** DATA SHOWN follows **

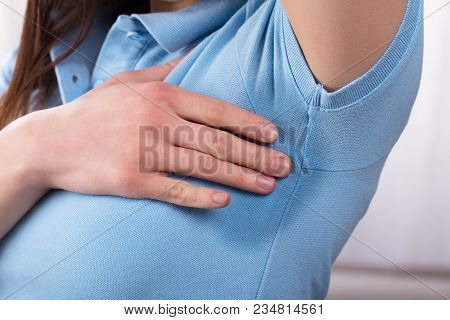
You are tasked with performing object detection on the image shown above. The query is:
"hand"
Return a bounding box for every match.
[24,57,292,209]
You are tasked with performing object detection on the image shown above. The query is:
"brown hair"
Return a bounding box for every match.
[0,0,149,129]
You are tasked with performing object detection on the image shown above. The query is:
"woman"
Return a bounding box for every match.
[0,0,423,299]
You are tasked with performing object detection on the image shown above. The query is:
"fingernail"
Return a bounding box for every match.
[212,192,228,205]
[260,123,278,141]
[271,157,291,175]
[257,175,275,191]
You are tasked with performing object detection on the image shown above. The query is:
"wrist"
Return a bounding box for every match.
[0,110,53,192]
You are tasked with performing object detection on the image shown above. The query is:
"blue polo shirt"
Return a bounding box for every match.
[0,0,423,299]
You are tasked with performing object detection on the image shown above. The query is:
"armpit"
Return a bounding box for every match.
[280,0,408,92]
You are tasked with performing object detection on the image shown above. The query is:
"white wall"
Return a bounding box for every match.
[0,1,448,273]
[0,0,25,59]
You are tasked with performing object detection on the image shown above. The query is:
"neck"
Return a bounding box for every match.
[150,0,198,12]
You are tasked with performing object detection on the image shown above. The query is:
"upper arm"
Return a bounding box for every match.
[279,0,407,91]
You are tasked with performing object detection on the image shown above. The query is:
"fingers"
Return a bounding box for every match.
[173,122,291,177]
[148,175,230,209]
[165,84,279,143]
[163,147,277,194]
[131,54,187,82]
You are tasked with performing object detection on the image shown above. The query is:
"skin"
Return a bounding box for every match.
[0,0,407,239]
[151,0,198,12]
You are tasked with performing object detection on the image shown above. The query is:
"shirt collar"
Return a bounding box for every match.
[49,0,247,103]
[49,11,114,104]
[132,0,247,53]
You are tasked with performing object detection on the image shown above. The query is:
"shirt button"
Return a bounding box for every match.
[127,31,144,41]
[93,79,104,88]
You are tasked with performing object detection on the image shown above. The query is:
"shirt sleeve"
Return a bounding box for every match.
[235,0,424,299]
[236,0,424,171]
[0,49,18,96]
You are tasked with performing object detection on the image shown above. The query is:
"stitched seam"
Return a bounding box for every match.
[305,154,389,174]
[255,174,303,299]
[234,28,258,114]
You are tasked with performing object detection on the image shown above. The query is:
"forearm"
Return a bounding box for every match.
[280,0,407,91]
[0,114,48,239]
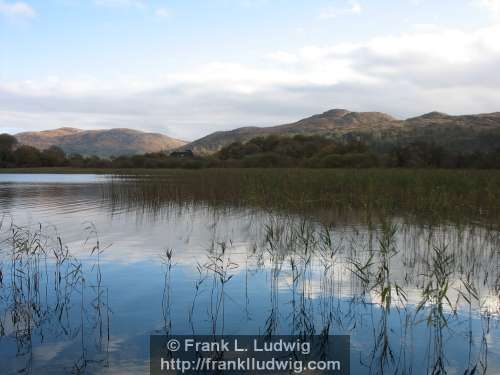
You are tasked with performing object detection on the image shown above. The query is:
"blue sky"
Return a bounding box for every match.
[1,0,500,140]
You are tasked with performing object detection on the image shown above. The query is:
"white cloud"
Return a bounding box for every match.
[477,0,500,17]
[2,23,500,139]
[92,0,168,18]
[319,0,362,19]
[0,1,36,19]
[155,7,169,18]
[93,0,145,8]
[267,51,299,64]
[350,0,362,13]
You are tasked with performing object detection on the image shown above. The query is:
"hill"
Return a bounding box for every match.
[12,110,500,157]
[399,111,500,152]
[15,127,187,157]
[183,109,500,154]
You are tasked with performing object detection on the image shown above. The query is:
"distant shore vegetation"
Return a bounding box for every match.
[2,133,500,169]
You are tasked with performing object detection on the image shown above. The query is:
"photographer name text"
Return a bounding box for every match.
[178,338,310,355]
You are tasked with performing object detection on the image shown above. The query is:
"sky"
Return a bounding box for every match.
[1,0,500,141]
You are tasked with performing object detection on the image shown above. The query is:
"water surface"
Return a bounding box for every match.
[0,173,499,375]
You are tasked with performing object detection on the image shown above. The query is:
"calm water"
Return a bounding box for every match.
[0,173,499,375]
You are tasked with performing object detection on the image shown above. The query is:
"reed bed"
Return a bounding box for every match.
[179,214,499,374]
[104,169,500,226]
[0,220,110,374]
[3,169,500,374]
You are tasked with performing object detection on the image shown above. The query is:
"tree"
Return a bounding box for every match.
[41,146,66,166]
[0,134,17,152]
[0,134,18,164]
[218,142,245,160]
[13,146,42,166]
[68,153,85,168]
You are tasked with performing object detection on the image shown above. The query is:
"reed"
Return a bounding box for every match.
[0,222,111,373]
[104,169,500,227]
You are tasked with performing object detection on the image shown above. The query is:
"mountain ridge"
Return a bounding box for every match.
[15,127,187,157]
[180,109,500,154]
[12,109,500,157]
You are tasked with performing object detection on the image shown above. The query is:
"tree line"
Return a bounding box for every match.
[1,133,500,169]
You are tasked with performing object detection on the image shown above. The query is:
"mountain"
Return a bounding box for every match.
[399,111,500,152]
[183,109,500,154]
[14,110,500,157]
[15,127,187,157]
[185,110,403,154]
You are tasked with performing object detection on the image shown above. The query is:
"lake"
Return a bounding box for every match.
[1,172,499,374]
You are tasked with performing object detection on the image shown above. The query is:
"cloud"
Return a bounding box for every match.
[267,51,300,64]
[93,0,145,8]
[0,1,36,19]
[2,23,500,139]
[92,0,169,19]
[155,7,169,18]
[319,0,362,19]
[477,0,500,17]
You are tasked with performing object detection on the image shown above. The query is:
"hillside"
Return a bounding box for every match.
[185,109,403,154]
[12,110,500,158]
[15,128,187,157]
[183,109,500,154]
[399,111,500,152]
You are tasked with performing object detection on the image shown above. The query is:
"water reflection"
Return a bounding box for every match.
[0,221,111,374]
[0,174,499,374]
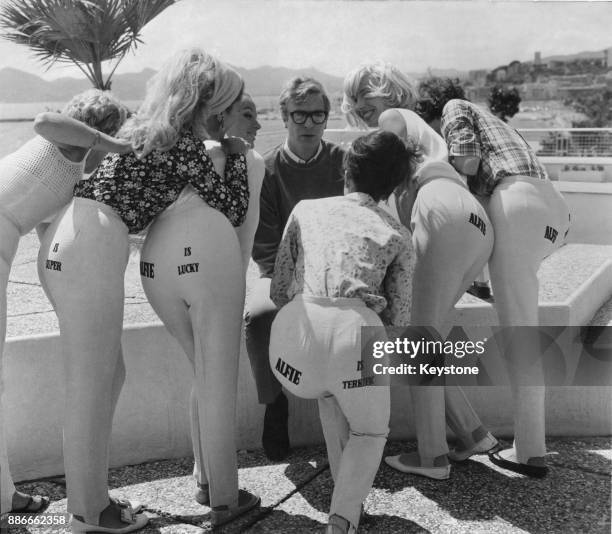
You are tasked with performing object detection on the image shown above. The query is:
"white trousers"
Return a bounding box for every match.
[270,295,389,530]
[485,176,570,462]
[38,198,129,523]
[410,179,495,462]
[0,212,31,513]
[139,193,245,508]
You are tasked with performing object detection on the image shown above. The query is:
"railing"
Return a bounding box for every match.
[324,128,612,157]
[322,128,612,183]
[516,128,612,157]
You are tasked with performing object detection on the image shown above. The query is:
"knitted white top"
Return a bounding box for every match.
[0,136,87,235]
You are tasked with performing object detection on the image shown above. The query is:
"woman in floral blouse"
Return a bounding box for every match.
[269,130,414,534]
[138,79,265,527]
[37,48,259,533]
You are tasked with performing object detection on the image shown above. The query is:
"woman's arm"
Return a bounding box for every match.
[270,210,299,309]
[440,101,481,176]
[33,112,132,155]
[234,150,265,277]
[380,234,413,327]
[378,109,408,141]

** End of DATA SHOWN **

WHAT NEEDS TO BE DONE
The expected reply is a number only, the tally of lines in the data where the word "water" is found.

WRITTEN ANSWER
3